Troll farms and Christians on Facebook

Note that 19 of the 20 top “Christian” pages are troll farms. Regardless of whether or not you’d call them Christian, this is indicative of the state of Christianity today. I think it’s fair to say that no other group of people were as gullible on Facebook as people who call themselves Christians.

As to actual Christians, I think we should get off FB.

6 Likes

Completely agreed.

The prevalence of these “Christian” Facebook groups, and the dutiful daily attention to them from some, remind me of other times in Church history when superstitious practices got out of hand. Pray for peaceful reform of our lives and societies…

1 Like

Been off of Facebook for about 3 years now. Best decision I made since getting rid of cable TV about 10 years ago.

Do it, folks.

3 Likes

Next, get rid you YouTube and streaming services. I did the same, but now watch YouTube like TV. Haven’t made the switch off of that yet.

1 Like

4 Likes

All. By. Design.
Literally.
These dysfunctional realities are the results of military weaponry. As bad as that sounds, I think the fuller picture regarding the present state of communications tech (and how it got that way) is actually even worse.
If anyone is unfamiliar with the Shadowgate documentaries, allow me to help…
Part 1

Part 2

What’s covered is related to way more than I’ll try to describe in this short response. It’s the sort of information that can change the world. Presented by heroes, and in a self-sacrificially costly way. Thankfully, they’re all still here and fighting for all of us. :heart:

I’ll repeat, the information in and related to what is revealed in this work is so much more far-reaching than what one might think by simply skimming the description. It’s rather unique.
Peace in Jesus

1 Like

Here is the report this article is based off of. Its not the most professional thing but it does give the names of the pages. https://s3.documentcloud.org/documents/21063547/oct-2019-facebook-troll-farms-report.pdf

I am not sure that the media’s conclusions are warranted by this.

Full disclosure: I’m not going to watch the videos because I strongly dislike the medium.

But I think it’s much more likely (and much more frightening) that these shoggoths that we created to serve us are instead destroying us. Human societies are complex systems, which is to say that interaction with it can have grossly nonlinear effects at unpredictable times. The idea that social media algorithms could have been designed to produce the effect they are producing seems risible to me.

EXTRACTED ENTRIES>
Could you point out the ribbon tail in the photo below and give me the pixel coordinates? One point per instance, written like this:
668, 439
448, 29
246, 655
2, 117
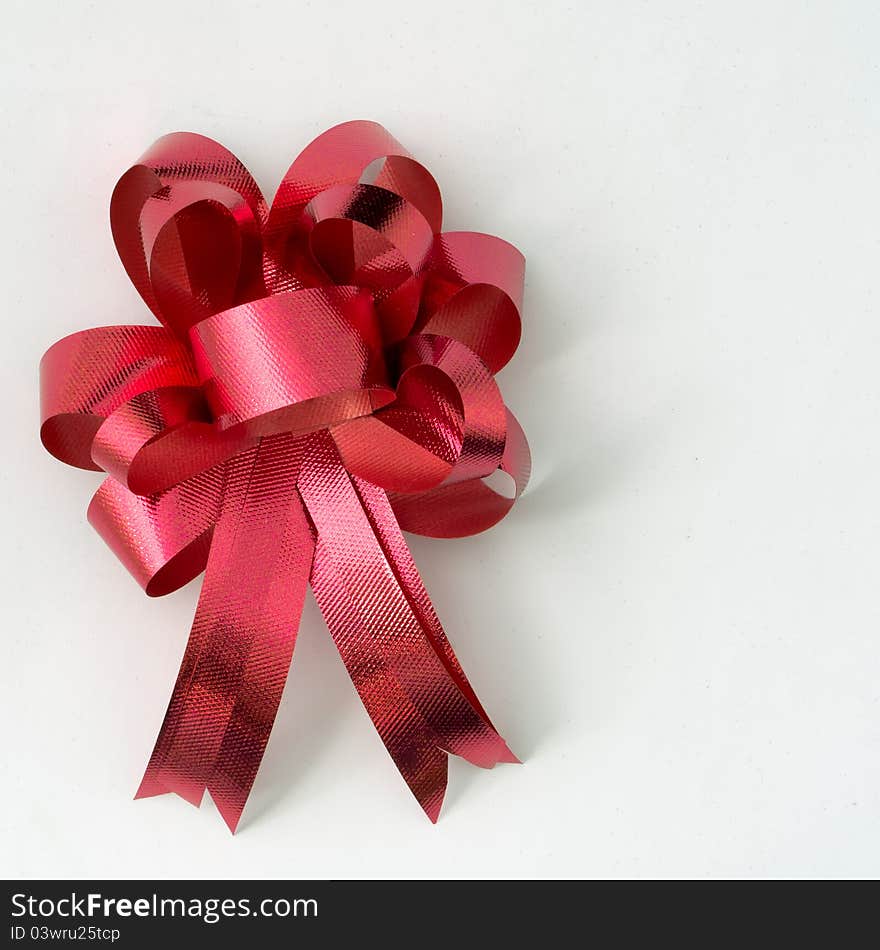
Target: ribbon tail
242, 639
382, 621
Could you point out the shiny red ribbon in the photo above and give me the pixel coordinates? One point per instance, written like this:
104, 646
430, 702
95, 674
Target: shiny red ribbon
322, 379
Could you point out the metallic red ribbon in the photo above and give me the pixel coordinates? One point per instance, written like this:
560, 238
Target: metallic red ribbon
322, 379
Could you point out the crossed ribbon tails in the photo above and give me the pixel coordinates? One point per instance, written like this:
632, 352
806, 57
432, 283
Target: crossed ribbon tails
321, 380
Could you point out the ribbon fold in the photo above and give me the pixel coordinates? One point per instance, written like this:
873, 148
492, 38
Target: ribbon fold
322, 379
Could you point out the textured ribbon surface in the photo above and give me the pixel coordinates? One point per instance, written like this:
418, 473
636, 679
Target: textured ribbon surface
323, 378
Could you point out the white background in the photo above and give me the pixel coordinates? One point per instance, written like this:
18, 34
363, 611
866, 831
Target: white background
677, 628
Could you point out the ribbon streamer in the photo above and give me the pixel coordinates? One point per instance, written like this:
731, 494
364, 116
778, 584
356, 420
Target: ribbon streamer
322, 379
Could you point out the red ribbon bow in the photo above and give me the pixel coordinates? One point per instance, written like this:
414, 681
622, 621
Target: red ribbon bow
322, 379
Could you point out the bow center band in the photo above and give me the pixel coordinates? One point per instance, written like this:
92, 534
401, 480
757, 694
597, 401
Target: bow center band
293, 361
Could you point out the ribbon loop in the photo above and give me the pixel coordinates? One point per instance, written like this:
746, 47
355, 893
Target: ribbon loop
324, 377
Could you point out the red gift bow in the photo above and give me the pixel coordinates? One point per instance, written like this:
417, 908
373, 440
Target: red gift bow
322, 379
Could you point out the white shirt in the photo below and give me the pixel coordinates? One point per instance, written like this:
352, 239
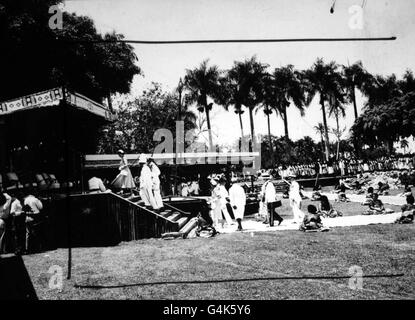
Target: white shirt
34, 203
5, 209
237, 195
96, 184
223, 194
145, 177
155, 173
268, 190
16, 208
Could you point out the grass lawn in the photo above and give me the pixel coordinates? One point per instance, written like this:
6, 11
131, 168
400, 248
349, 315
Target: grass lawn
377, 249
347, 208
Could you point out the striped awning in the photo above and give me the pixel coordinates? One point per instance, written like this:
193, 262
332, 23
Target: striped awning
186, 158
53, 97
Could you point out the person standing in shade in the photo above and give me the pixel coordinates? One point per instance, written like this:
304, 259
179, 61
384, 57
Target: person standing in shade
34, 207
155, 178
268, 196
224, 198
146, 183
5, 218
124, 179
295, 200
237, 199
96, 185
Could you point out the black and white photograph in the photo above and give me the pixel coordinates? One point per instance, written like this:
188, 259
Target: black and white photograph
209, 155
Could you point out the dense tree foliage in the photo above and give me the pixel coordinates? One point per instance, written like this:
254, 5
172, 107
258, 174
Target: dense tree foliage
138, 119
33, 57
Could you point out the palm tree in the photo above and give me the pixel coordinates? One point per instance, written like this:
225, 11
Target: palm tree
319, 128
337, 109
404, 144
265, 105
247, 77
230, 95
325, 80
381, 89
287, 87
203, 83
355, 77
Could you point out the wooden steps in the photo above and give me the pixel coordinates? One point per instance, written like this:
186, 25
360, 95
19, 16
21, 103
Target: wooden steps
174, 217
182, 221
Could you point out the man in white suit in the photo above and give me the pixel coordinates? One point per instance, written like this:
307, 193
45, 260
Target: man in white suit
237, 199
295, 200
146, 184
224, 198
155, 173
268, 196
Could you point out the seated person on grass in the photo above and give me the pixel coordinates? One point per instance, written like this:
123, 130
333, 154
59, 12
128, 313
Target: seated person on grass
376, 206
369, 197
315, 196
383, 188
286, 193
341, 190
326, 209
407, 192
407, 211
312, 220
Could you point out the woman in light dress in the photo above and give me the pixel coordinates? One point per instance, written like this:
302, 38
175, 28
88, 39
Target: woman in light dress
124, 179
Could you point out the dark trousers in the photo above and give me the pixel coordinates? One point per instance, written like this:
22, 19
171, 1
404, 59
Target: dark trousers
20, 233
272, 214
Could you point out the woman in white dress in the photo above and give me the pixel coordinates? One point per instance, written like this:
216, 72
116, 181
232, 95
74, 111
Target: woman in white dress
155, 179
124, 179
295, 200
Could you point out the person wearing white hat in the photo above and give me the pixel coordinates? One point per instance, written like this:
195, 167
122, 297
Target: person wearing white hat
215, 202
124, 179
268, 198
295, 200
146, 183
224, 199
237, 199
155, 173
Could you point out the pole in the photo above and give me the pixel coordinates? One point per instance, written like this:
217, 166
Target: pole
68, 211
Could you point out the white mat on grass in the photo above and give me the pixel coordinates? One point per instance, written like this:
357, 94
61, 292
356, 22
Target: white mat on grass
359, 198
359, 220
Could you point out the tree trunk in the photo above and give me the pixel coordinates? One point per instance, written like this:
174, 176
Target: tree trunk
209, 130
242, 127
251, 119
326, 133
338, 135
109, 101
285, 124
270, 141
354, 103
322, 143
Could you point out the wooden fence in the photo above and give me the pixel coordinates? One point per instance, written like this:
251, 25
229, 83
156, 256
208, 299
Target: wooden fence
104, 219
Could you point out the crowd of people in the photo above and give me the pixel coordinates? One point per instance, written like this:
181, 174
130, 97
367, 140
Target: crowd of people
20, 222
341, 167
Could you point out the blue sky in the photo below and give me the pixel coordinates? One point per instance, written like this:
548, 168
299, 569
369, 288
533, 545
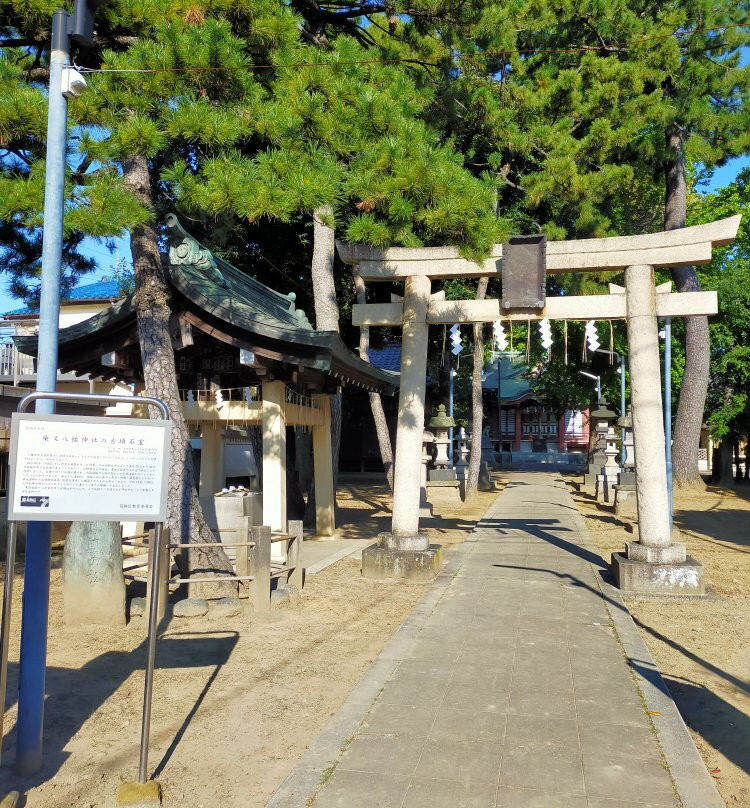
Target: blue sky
106, 261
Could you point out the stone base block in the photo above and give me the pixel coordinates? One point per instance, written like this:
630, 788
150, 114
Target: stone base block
411, 565
626, 504
139, 795
645, 578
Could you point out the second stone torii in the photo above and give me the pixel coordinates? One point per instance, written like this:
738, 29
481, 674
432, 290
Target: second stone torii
653, 563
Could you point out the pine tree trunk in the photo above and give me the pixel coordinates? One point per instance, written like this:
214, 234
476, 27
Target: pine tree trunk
692, 401
326, 306
184, 515
376, 403
477, 410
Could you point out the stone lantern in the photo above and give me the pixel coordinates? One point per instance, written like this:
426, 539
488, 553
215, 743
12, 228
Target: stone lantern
440, 424
625, 490
600, 419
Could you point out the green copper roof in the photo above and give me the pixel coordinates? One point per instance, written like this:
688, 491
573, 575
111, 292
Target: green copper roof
223, 290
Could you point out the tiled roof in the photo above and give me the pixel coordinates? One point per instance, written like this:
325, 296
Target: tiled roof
101, 290
388, 358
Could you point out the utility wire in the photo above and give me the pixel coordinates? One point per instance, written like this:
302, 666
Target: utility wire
414, 60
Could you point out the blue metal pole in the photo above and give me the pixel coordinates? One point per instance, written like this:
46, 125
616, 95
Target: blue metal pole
622, 411
668, 410
33, 659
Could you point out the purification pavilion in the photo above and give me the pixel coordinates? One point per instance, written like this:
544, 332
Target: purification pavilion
245, 356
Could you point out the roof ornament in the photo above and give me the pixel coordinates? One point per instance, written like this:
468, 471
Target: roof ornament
184, 249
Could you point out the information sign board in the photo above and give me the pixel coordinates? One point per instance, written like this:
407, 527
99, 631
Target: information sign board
80, 468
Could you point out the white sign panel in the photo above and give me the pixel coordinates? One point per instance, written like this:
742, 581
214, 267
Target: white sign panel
80, 468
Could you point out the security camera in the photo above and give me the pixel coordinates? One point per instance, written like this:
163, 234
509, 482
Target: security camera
73, 83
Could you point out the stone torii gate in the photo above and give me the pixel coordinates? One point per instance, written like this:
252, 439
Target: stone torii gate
654, 562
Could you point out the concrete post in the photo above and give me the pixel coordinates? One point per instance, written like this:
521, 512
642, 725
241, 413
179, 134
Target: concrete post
325, 500
258, 565
212, 460
274, 456
405, 522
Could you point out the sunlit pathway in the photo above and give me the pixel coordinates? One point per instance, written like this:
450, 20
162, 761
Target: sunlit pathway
507, 688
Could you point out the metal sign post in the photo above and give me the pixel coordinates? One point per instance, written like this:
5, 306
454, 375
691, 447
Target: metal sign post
80, 468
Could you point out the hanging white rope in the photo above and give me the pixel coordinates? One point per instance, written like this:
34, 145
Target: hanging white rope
545, 332
592, 338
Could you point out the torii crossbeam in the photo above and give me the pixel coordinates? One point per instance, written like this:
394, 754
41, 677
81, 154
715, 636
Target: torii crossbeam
406, 552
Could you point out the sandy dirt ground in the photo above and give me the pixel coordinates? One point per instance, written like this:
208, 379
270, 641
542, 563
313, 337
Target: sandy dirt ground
236, 702
702, 647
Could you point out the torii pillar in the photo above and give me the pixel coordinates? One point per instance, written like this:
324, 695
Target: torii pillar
405, 552
653, 564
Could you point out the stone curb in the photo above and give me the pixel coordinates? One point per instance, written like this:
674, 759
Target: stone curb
305, 778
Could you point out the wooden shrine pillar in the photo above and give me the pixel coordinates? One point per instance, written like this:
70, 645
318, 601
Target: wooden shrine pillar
325, 499
273, 428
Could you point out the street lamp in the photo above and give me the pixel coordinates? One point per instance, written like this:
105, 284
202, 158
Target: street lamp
598, 381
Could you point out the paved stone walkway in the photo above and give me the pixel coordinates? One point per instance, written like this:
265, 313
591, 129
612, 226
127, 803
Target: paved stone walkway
511, 689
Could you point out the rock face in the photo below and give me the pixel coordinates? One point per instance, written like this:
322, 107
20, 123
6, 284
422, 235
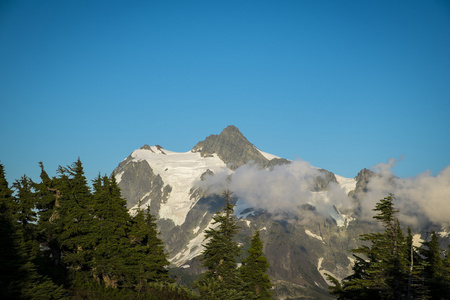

DIRECTIVE A> Which lines of the entries contain the word "people", matching case exactly? Copy each of those lines.
DIRECTIVE B> How might the forum thread on troll farms and Christians on Facebook go on after its final post? Write a continuation that starts right after that post.
The entries have no connection to the forum thread on troll farms and Christians on Facebook.

EXPECTED ANSWER A>
Could you point out the crowd of people in the photo above and give me the pixel coordinates? One point per instance, written like this:
Target: crowd of people

EXPECTED ANSWER B>
There are certainly people who are using the divisions and problems that are being created for their own ends, and I don’t doubt that various three-letter agencies have been involved in various Internet and social media companies in various ways (actually I think some of that is on record). But engineered? I don’t even think that’s possible.

2 Likes

I understand people’s media choices, we all are bombarded with so much data.
Crucial as those docs are, there are other options with regard to what’s covered. The videos are just a gateway to a universe of information that gives meaningful context. From what I hear, these arrive from the printer tomorrow. I might even be receiving an extra copy. :grinning:
https://www.freedomstream.tv/shop/books/operation-shadow-gate-special-edition-hardcover-signed/

I think it’s both.

Amen. These “conspiracies” are real but not cartoonish.

Sometimes the truth is stranger than fiction. But that shouldn’t be too hard to believe, after all we’re not naturalistic materialists. :heart:

Touché.

Ten characters.

I think the article and the report (which is embedded in the article and which Joseph linked directly here, too) give better explanations for why this is the way it is. The Troll Farms themselves may be run or funded by government agencies, but the likelihood of them being US agencies seems slim, given their poor English among many other reasons. In fact, we know from the article that there is a distinct possibility of a connection to the Kremlin-backed Internet Research Agency (IRA). Russia has a long and public history of using this sort of information campaign against the USA, and the motives for that are obvious. This is not to say that Western countries don’t use the same tactics. Nor is it to say that Western countries wouldn’t use those tactics on their own people.

But the answer to why FB is this way is simple. Money. Occam’s Razor says we should prefer the simpler solution, and money is indeed the simplest solution. In fact the Bible warns us how the love of money is a root of all sorts of evil.

This is a report by somebody relatively high up in FB. He’s clear on why the pages succeed: FB is optimized for engagement, rather than quality. Why? Because that means people stay on longer and they can get more ads in front of our eyes, making more money. As the author of the original report points out, this is not the first time that media has been overrun by engagement optimization or click (purchase) bait. Newspapers managed to right themselves, by separating out into two groups—those going for a quick buck via sensationalism, and those looking to become trusted by doing actual reporting. I suspect social media will do the same. But the only reason they will do so is because of the same sort of backlash that newspapers faced. If anybody wants to see FB change for the better, get off FB. The sooner you get off FB, the sooner they will feel it in their wallet. And the sooner they feel it in their wallet, the sooner they will suddenly find it in them to optimize for something other than engagement.

The goal here is not to talk about “the media’s” conclusions. The goal is to talk about Christians and FB. My conclusion is that Christians are gullible, and Christians should get off FB. Granted, I thought that prior to reading the report and article. Still, this situation makes clear the extent to which FB determines what you see and what you read, not you. And when you realize that FB’s goals are contrary to your own, and then you realize that they are in control, I’m hoping that it will wake more Christians up to the fact that they are in an abusive relationship, and simply walk away.

By the way, the article I linked to is the MIT Review article that originally broke the story and provided the report publicly. It both listed all the pages, and included the full report, so I’m guessing you didn’t get a chance to read it. If you do want to talk about its conclusions, I thought they were so tame as to be inarguable.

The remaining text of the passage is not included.